▶ [Exercise aim]
A verbatim repetition of the data below is requested, without images.

▶ [Supplied entries]
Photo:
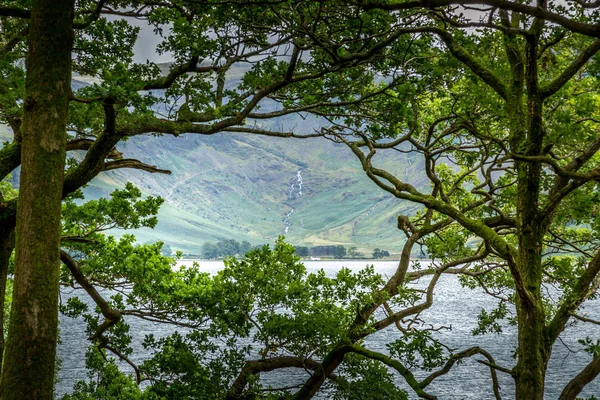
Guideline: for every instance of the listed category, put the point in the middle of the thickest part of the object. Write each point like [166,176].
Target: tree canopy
[497,97]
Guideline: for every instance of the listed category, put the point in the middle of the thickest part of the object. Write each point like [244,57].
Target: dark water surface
[453,306]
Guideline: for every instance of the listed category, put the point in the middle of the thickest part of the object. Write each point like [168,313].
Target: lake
[453,306]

▶ [Solution to the problem]
Photo:
Guideline: for every instance of the listed category, put the point in the middle of the thickest part of the object. Write each point like [166,176].
Target: tree canopy
[497,97]
Guideline: for every instance of the listed category, put the point in the middle of the thickest part of the object. Write each point like [244,57].
Target: dark water surface
[453,306]
Guideline: for every instance of the listed category, put the point in the middle of the thickest part of the object. Write each point like [168,313].
Target: lake
[453,306]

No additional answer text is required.